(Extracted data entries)

+ + + + +

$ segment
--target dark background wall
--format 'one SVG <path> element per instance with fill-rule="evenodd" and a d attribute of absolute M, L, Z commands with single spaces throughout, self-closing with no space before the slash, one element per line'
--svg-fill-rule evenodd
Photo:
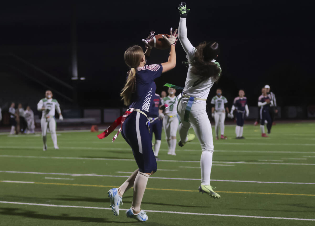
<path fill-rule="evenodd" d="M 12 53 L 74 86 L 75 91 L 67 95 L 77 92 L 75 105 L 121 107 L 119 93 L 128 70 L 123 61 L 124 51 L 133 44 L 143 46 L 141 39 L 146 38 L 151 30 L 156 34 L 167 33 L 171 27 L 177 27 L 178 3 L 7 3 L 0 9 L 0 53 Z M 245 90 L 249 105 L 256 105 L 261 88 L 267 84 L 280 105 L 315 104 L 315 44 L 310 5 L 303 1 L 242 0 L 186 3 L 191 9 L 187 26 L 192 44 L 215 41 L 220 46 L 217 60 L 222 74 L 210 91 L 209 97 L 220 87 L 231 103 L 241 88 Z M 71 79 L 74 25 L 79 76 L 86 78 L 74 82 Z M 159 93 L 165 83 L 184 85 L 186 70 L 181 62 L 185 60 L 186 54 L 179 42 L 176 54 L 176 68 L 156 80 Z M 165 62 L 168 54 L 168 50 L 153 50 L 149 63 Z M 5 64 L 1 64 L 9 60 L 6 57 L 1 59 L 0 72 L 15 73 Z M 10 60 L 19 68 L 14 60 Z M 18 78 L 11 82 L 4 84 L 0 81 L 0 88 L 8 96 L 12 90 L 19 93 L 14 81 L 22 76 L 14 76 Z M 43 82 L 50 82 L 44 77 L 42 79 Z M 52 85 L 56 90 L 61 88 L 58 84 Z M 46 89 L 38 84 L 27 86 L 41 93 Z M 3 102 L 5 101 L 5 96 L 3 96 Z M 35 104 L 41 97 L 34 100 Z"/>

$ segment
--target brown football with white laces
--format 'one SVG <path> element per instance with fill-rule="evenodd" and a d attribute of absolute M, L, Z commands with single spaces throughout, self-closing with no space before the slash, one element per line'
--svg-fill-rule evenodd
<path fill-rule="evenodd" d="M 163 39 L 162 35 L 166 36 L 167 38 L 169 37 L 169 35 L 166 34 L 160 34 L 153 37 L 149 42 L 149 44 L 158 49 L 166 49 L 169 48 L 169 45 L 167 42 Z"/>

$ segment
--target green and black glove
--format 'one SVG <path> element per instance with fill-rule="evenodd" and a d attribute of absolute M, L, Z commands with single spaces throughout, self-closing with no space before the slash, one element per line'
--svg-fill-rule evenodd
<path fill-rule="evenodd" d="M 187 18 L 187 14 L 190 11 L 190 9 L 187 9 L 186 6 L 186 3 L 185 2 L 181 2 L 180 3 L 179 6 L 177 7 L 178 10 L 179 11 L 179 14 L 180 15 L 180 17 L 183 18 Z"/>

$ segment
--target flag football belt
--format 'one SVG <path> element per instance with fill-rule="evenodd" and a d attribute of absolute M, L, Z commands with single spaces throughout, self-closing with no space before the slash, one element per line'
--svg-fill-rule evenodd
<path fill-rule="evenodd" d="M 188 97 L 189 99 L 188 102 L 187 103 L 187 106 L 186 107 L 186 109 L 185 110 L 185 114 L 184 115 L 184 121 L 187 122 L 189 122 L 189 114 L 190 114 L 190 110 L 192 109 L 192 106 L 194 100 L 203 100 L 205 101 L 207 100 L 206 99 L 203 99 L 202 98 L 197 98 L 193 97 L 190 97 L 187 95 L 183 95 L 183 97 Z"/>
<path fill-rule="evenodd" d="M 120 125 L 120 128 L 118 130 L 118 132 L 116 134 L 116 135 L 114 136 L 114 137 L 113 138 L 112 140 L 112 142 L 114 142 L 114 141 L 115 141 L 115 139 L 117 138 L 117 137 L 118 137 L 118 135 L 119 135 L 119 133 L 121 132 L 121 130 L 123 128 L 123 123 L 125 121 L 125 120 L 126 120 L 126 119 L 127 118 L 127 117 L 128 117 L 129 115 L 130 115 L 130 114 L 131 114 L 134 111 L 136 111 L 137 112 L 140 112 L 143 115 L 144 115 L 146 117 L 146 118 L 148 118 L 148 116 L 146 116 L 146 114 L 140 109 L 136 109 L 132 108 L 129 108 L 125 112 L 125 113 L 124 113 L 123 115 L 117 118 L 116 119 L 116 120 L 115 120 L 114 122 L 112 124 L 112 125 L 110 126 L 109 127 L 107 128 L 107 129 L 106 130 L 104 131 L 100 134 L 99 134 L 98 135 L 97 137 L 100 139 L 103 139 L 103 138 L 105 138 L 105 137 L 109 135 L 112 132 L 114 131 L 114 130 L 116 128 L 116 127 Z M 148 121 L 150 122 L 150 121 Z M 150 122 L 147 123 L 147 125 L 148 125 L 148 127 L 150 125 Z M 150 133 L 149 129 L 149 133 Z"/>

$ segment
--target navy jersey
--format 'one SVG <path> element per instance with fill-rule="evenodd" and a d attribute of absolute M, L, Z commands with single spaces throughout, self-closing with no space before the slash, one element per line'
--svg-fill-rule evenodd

+ + + + +

## WHAT YOU HAVE TO DO
Extract every line of the listing above that contains the string "football", and write each one out in full.

## RESULT OF THIS TASK
--target brown football with white laces
--target flag football belt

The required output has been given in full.